* TASK INPUTS:

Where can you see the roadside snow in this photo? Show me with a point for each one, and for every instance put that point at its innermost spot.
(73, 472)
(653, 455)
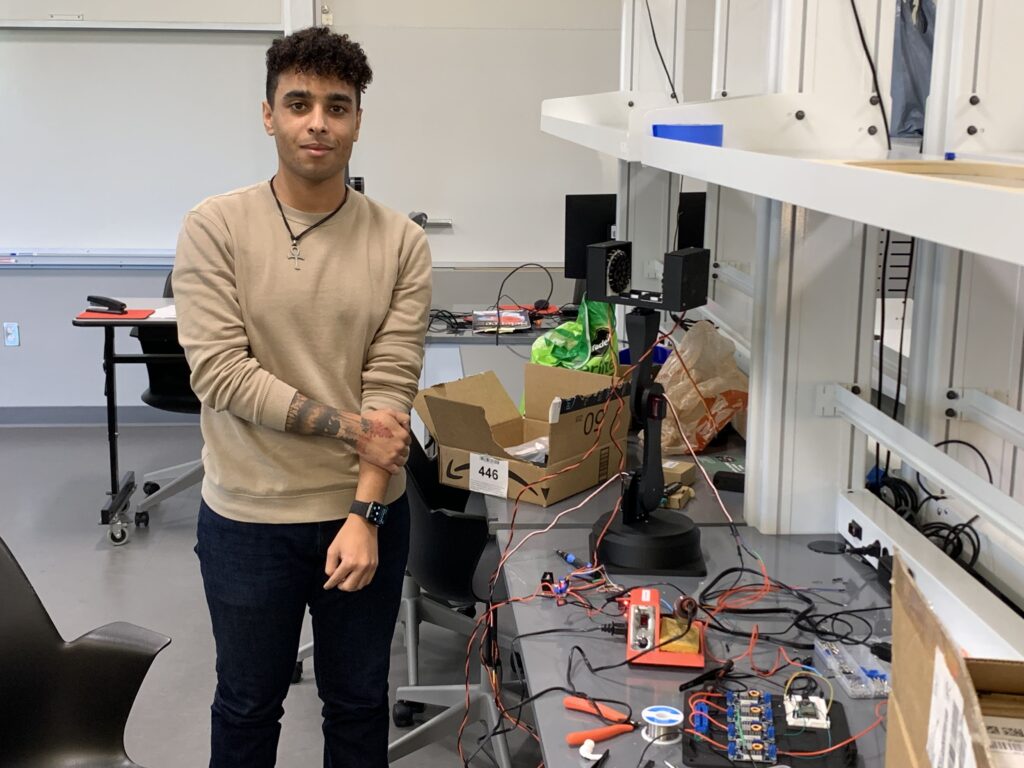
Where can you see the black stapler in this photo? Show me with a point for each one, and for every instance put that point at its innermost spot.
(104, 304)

* INSTRUCTION: Rewrite all of these rows, requests included, scaling every point coordinate in the answers by 0.6 and rounding to whole numbers, with halves rounded up. Leave the pictures out.

* EXERCISE OUTPUT:
Where can you see the roadside snow in this photo? Show me with a point for each one, and for every instance put that point at its innermost spot.
(44, 283)
(392, 273)
Where can you see the black stapler in this photo? Show me with a point for each one, and for every instance put that point at its innermost spot.
(62, 182)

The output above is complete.